■ **GOALS**
- a) According to the travel journal, which company founded Fort Nelson, and in what year?
- b) Reproduce word for word the part of the travel journal that opens with the words containing "Warm and sunny" and closes with "completed (13,502-miles cumulative).".

■ **EXTRACT**
****
Warm and sunny all day but a swirling wind blew up in the afternoon.  Hills all day with some very steep climbs on the way up to Pink Mountain.  There was a little grocery shop at the top and even a pub, The Buffalo Inn.  After passing a little diner at Sasquatch Crossing, the climbs continued again until a very steep descent into the Sikanni Chief River gorge.  There were numerous signs warning truckers to check their brakes before descending but a petrol tanker still managed to lose control on the way down – the driver was really lucky his cargo didn’t roll over.  After another very steep climb up and away from the river, the road just rolled along until I finished at a place called Buckinghorse River.  73-miles completed (13,502-miles cumulative).

Friday 7/6/13

Cool and overcast all day with just one heavy shower this afternoon.  The Highway continues to wind through endless forests.  Went through a First Nation village called Prophet River which was a bit of a mess.  Decided to get as far as possible today and finished at Fort Nelson, a small town founded by the Hudson Bay Company in 1805.  It was named after Admiral Horatio Nelson who defeated the French at Trafalgar that same year.  Like most towns in Alberta and British Columbia, the town is overrun with oil & gas workers.  I doubt I’ll be going this far again as the road gets increasingly difficult from here.  112-miles completed (13,614-miles cumulative).

Saturday 8/6/13

Left Fort Nelson, the lowest point on the Alaska Highway, and headed westwards into the Northern Rocky Mountains.  The highway got hillier the further I went culminating in a very steep 5-mile climb up through the clouds to the summit of Steamboat Mountain.  After a fast descent and more short, steep climbs, I reached a place called Tetsa River to end the day.  The road surface is surprisingly good considering the weather they get here with only the occasional frost heave to negotiate.  This area of Canada is wilderness and home to all sorts of animals.  Today I encountered 6-bears – both times a Black Bear mother with 2-cubs.  Passed about 20-yards from the first family just west of Fort Nelson.  The mother briefly looked up but carried on eating dandelions (a local told me that bears get stoned eating them!).  I passed the second family as they stood on one roadside shoulder and I passed on the other, about 20-feet away.  Trying to keep your wits and avoiding eye contact is not easy when they’re that close!  There was a little coffee shop at Tetsa River which sold fantastic cinnamon buns.  73-miles completed (13,687-miles cumulative).
****
■ **GIVEN ENTRIES**

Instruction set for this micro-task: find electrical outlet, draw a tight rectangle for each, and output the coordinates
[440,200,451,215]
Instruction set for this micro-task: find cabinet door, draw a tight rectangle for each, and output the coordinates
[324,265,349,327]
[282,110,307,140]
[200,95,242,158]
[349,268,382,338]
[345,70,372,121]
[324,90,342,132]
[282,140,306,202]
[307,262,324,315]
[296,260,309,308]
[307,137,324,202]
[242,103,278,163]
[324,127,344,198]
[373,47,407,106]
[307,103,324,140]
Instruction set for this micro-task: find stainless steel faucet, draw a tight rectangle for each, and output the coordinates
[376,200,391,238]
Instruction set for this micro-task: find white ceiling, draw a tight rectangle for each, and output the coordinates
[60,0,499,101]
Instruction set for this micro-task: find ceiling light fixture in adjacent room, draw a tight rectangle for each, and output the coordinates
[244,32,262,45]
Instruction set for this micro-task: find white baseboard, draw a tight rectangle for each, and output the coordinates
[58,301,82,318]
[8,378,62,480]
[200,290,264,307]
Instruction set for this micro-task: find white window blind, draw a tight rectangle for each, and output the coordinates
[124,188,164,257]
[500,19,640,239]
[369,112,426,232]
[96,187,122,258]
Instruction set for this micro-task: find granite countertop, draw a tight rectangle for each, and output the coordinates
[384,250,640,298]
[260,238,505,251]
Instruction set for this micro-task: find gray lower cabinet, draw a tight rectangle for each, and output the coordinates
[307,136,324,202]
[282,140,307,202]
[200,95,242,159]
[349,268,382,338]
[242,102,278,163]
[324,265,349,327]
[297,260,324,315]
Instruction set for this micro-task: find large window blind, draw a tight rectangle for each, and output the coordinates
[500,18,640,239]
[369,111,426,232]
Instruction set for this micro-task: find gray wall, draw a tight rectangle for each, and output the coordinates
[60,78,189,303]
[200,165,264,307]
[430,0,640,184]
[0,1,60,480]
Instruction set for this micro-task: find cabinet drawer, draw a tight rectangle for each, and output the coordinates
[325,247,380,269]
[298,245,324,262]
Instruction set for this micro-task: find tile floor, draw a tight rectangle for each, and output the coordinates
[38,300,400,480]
****
■ **SOLUTIONS IN ORDER**
- a) The Hudson Bay Company founded Fort Nelson in 1805.

- b)
Warm and sunny all day but a swirling wind blew up in the afternoon.  Hills all day with some very steep climbs on the way up to Pink Mountain.  There was a little grocery shop at the top and even a pub, The Buffalo Inn.  After passing a little diner at Sasquatch Crossing, the climbs continued again until a very steep descent into the Sikanni Chief River gorge.  There were numerous signs warning truckers to check their brakes before descending but a petrol tanker still managed to lose control on the way down – the driver was really lucky his cargo didn’t roll over.  After another very steep climb up and away from the river, the road just rolled along until I finished at a place called Buckinghorse River.  73-miles completed (13,502-miles cumulative).